EXERCISE INSTRUCTIONS: Repeat the passage of the article on Bristol's SEND cuts starting at "Sally Kent said: ‘These" and ending at "has huge ramifications.".

PROVIDED TEXT:
————————
Two local mums won a landmark case against the council after it made a 10 per cent reduction to its budget for children with special education needs and disabilities (SEND).

The case, which is the first of its kind in the country, has set a precedent for other upcoming cases, with parents in Hackney and Surrey already launching similar judicial reviews. Bristol council has been ordered to reverse its cuts, which had been done without proper consultation, Judge Barry Cotter QC said in his judgement.

He also said the council was only worried about ‘balancing its books’ and had not taken into consideration how the cuts might impact children, despite its lawyers insisting the council ‘actively promoted’ children’s welfare. ‘There is no evidence, from the extensive paperwork evidencing the defendant’s (council’s) decision-making process, that members of the council had any regard the need to safeguard and promote the welfare of children, still less “actively promote” children’s welfare, when making the decision to proceed with the proposed savings,’ Judge Cotter added.

‘Indeed, the decision-making process appears to be driven entirely from the standpoint of ensuring a balanced budget by 2020/21.’ More than 500 vulnerable children have been left to ‘struggle’ by Bristol Council after the authority failed to carry out a vital yearly review for their needs. Legally the authority has to conduct annual reviews for children with special educational needs who have a care package.

But of the 1,872 children, it only finished 1,360 – leaving more than 500 without a proper assessment. This means vulnerable children are not being given the appropriate care and support, according to Sally Kent who is a member for Bristol Independent SEND Community. The authority is also missing its six week target to assess children for their needs before they enter the educational system.

Sally Kent said: ‘These delays are having a terrible effect on vulnerable children and causing a lot of stress for families. ‘Children’s needs change each year so it’s vital they are assessed to ensure they are getting the appropriate care. ‘I’m sure the council are just understaffed and it’s not more sinister but it’s our children who are paying for it. ‘They need to make children’s education a top priority.’

Last week, two brave Bristol mums who took the council to High Court over its £5 million cuts to SEND children won their case. Judges ordered the court to reverse the spending slashes and said they were not lawful. One mum, who wished not to be named, said delaying an assessment for a child has huge ramifications.

She said: ‘Every time there is a delay like this on a child’s case it often means the child in question will be struggling to cope in a setting that does not have adequate support to meet their needs.

‘In some cases children are being regularly excluded, because their schools are ill equipped to support them from their existing resources and expertise: places a huge strain on the teachers who have a duty to support all the children in their class and affects the other children in the class as well. ‘The knock on effect of children with SEND being inadequately supported while they “wait” for needs assessments and appropriate specified support cannot be underestimated.’

Cllr Anna Keen, cabinet member for education and skills, said: ‘Demand has been increasing at an unprecedented rate over the past year and colleagues are working extremely hard to keep up with requests. ‘Since the end of June we’ve seen applications for statutory assessments increase by 100% and all of these will be responded to within the six week timescale we aim for. ‘Helping families get the support they are eligible for as soon as possible is hugely important to us and we are recruiting more staff for our SEND and inclusion services to help make workloads more manageable and ensure expected timescales are met.’
————————
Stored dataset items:
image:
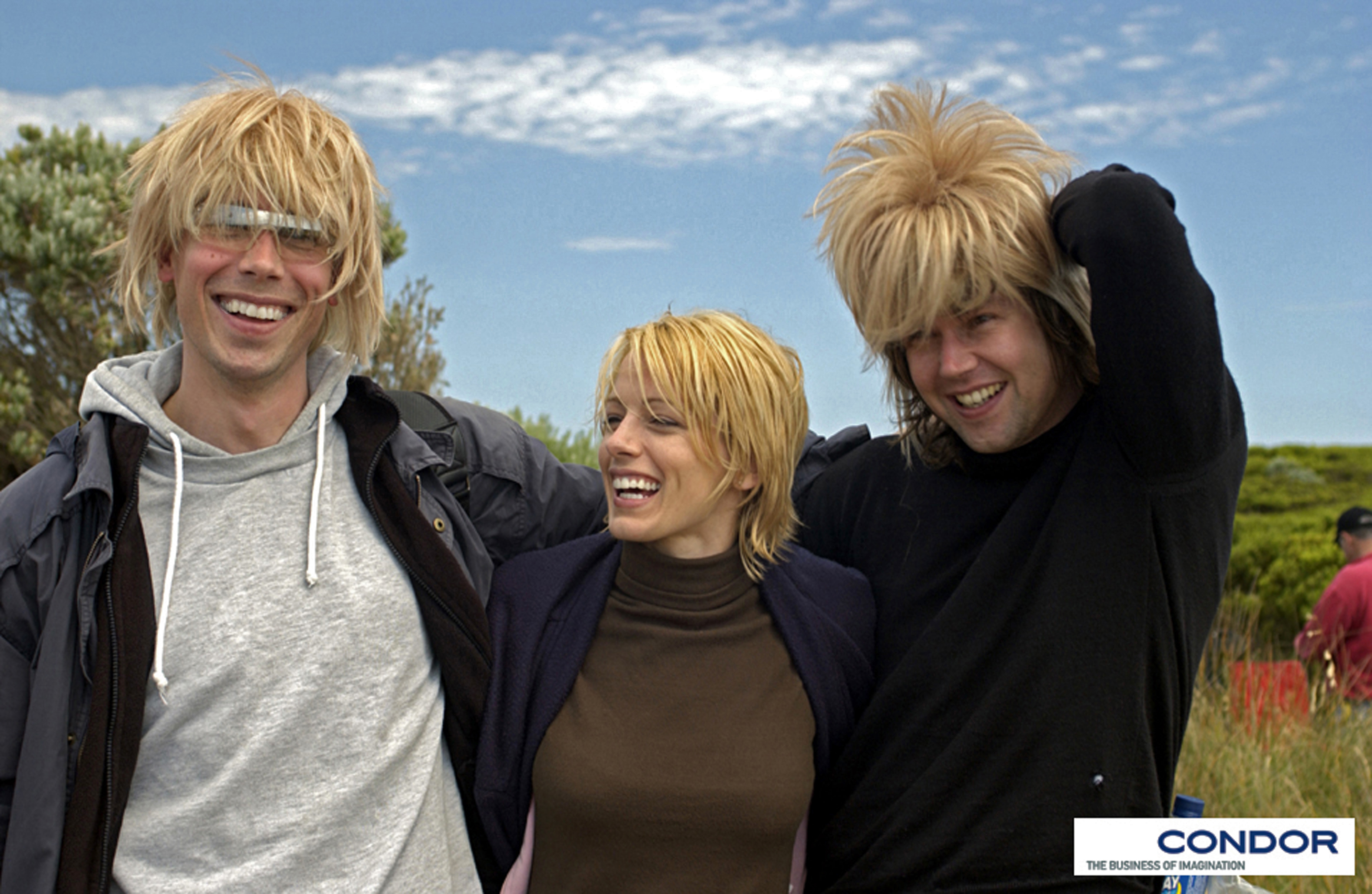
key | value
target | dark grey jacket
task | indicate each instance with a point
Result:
(61, 587)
————————
WRITTEN SOLUTION:
Sally Kent said: ‘These delays are having a terrible effect on vulnerable children and causing a lot of stress for families. ‘Children’s needs change each year so it’s vital they are assessed to ensure they are getting the appropriate care. ‘I’m sure the council are just understaffed and it’s not more sinister but it’s our children who are paying for it. ‘They need to make children’s education a top priority.’

Last week, two brave Bristol mums who took the council to High Court over its £5 million cuts to SEND children won their case. Judges ordered the court to reverse the spending slashes and said they were not lawful. One mum, who wished not to be named, said delaying an assessment for a child has huge ramifications.